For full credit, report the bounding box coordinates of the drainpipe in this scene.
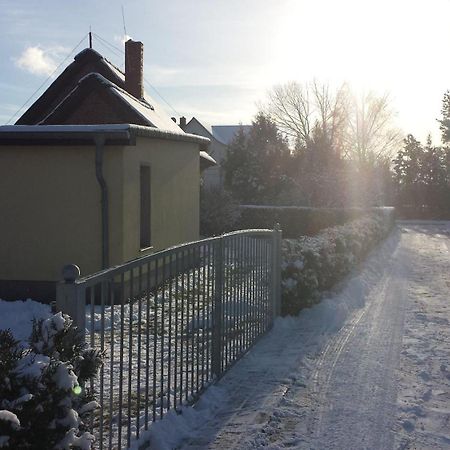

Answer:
[94,135,109,269]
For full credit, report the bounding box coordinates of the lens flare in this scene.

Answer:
[73,385,82,395]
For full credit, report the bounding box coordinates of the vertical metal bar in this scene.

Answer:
[196,245,201,393]
[272,224,282,320]
[256,238,261,337]
[127,269,134,448]
[229,237,234,363]
[264,238,269,331]
[232,236,237,361]
[226,237,231,366]
[89,287,95,431]
[174,251,179,410]
[185,249,191,401]
[160,257,166,419]
[238,235,243,356]
[212,238,224,378]
[108,279,115,450]
[99,282,105,450]
[185,249,190,402]
[209,243,215,380]
[145,262,151,429]
[136,265,143,439]
[258,238,263,337]
[209,242,213,379]
[201,244,206,389]
[223,237,228,370]
[90,287,95,348]
[253,237,256,342]
[152,260,158,422]
[170,252,178,409]
[205,243,211,382]
[168,253,173,411]
[180,250,185,406]
[245,236,250,351]
[251,237,256,344]
[117,273,125,447]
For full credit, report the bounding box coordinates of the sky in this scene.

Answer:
[1,0,450,143]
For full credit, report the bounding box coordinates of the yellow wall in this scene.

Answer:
[0,137,199,282]
[122,137,199,261]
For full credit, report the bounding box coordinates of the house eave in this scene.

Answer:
[0,124,210,148]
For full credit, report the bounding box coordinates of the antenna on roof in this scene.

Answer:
[121,5,128,40]
[89,27,93,49]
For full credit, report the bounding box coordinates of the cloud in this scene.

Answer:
[14,46,67,77]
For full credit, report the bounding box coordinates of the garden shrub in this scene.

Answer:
[200,185,241,236]
[236,205,391,238]
[281,209,395,315]
[0,313,103,449]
········
**Task item**
Your answer should hold every line of the entries that contains the string "bounding".

**Your solution**
For full credit, report the bounding box coordinates of the drainpipe in this scene.
For full credit, report the bounding box coordinates of the lens flare in this scene.
For full credit, report the bounding box coordinates of the vertical metal bar in this scene.
For full credit, report the bounding box coordinates of the sky in this scene.
For full credit, report the bounding box coordinates of the yellow wall in this scene.
For full credit, report the bounding box coordinates of the house eave in this scene.
For full credit, report the bounding box coordinates of the antenna on roof in this scene.
For full credit, report the bounding box coordinates of the cloud in this scene.
For full credit, report the bounding box coordinates of the garden shrub in this scene.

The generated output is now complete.